Verilen metin.
Öte yandan, Osmanlı’da modern tiyatro tecrübesini eşsiz yapan sadece
onun Osmanlı’nın 19. yüzyıl krizini anlatan bir göstergeler haritası sunuyor
olması da değildir; aksine, tiyatral alan içinde bu göstergeler haritasına bir
söyleşmeler- diyaloglar örüntüsü de eşlik etmektedir. Daha açık bir ifadeyle,
Osmanlı tiyatrosu bütüncül bir yapı olarak teksesliliğin kırıldığı, uluslaşma
sürecinde giderek birbirinden uzaklaşacak hatta kopacak unsurların konuşma ve
birbirini anlama imkânı bulduğu bir alan sunar. Çünkü Osmanlı Ermenileri,
Müslümanları ve hatta ülke içindeki Batılı unsurlar (özellikle Levantenlerin,
yeni kurulmuş yabancı okulların, tiyatroyu popüler yapan gezici İtalyan,
Fransız ve Alman kumpanyaların etkisiyle) modern Osmanlı tiyatrosunu hep
beraber var ederken, belki de ilk defa gerçek bir karşılıklı tanıma
tecrübesinin içinden geçmektedirler.
İşte İstanbul’da modern tiyatro edebiyatı böyle bir çoğul tiyatro
ortamının içinde doğmuştur. Krizin içinde yol bulmaya çalışan, bu noktada
toplumsal sorumluluk duyan entelektüel-sanatçı, bir dert anlatma yolu olarak
tiyatroyu coşkuyla sahiplenecek, Ermenicede 1850’lerin ba!ından Türkçede
1860’ların ortasından itibaren ciddi bir dramatik yazarlık faaliyeti
görülecektir. Ermenicenin ve Türkçenin modern yazarları hem içinde bulundukları
kriz durumunu hem de bu krize alternatiflerini ellerindeki bu modern edebi
araçla anlatmanın gücüne inanacaklardır.

İş emri 1. Osmanlı tiyatrosu metnine göre İstanbul'da modern tiyatro edebiyatı nasıl bir ortamda doğmuştur?
İş emri 2. Osmanlı tiyatrosu metninin devamını son cümleden sonrasından başlayarak yazın.

Kayıtlı veri girdileri

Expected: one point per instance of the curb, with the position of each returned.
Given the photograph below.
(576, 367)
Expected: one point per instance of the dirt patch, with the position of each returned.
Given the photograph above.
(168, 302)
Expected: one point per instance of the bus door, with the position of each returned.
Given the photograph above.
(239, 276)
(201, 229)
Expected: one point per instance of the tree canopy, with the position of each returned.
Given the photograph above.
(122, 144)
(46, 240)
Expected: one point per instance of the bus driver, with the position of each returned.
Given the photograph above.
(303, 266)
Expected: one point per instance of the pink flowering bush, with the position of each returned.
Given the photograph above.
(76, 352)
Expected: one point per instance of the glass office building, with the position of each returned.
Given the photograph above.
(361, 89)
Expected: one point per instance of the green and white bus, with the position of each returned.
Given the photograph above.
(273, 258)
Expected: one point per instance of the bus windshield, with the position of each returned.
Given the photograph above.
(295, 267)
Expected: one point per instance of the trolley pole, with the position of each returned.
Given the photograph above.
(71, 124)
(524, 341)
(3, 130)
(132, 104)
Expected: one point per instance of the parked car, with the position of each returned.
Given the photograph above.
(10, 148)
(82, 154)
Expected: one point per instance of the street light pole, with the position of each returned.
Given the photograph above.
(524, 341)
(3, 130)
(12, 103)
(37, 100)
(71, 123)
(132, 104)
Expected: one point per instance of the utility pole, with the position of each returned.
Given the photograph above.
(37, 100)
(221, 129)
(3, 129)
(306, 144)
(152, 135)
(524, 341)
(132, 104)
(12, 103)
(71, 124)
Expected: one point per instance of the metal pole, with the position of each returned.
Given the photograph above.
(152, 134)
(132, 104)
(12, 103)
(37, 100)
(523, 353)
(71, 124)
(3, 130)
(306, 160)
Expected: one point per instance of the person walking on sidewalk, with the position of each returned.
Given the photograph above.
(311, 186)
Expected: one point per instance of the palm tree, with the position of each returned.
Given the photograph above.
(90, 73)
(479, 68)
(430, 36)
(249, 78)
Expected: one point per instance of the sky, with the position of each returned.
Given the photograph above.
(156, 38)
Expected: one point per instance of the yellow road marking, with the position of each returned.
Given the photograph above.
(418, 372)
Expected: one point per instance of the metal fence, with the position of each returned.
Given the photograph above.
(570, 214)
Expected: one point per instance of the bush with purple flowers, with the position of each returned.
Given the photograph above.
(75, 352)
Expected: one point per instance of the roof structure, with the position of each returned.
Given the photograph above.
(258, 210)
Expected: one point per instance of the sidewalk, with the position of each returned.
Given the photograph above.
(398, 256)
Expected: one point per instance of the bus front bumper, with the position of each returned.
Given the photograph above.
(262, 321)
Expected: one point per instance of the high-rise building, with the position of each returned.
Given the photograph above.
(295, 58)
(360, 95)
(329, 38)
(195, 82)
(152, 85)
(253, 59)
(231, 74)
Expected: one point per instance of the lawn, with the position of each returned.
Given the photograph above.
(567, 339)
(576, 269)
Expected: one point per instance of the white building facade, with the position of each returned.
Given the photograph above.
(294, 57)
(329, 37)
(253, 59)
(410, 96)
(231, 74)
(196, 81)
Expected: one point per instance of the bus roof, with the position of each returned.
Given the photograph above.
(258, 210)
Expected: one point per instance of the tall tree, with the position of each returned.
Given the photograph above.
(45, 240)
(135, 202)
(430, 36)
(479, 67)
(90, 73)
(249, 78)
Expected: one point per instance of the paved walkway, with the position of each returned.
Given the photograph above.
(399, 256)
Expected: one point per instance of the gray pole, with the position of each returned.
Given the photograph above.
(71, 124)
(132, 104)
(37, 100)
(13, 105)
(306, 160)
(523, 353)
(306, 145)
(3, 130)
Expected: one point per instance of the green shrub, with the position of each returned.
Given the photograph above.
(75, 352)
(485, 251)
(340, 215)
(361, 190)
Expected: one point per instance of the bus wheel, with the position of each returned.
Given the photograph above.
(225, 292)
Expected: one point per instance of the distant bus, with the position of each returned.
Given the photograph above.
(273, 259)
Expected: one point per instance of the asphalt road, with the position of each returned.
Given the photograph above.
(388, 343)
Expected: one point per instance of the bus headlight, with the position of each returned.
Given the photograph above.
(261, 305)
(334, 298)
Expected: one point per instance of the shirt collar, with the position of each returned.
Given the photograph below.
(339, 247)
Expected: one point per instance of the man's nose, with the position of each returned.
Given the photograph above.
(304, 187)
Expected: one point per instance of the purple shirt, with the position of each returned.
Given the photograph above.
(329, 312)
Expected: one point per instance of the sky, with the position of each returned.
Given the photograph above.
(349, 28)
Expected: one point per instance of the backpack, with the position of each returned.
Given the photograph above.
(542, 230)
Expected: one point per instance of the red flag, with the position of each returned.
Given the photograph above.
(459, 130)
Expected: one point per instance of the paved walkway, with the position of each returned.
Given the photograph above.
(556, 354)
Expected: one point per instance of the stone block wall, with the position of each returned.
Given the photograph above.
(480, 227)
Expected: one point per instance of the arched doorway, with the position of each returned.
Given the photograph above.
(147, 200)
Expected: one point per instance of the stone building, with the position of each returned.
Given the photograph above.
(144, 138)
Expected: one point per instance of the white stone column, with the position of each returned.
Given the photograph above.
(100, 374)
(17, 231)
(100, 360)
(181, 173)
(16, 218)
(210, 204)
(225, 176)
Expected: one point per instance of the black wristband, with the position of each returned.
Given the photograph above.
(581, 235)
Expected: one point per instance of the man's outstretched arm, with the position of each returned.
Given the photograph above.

Çıktı 1. Çoğul bir tiyatro ortamının içinde doğmuştur.

Çıktı 2.
Oyun Yazarları
Güllü Agop, Türk tiyatrosunun
gelişmesinde önemli rol oynamış bir tiyatrocu. Tiyatrosunda sergilediği çeviri
oyunların yanısıra Ebüzziya Tevfik, Direktör Ali Bey, Recaizade Ekrem,
Namık Kemal, Ahmed Midhat Efendi gibi döneminin önde gelen yazarlarına
ısmarladığı ya da onlardan oynadığı oyunlar Türk tiyatro dilinin gelişmesine
katkıda bulundu.
Teodor Kasap 'ın ve Ahmed
Vefik Paşa 'nın Moliere uyarlamalarını da geniş kitlelere
tanıttı. Müslüman oyuncuların da topluluğuna katılması için çaba gösterdi.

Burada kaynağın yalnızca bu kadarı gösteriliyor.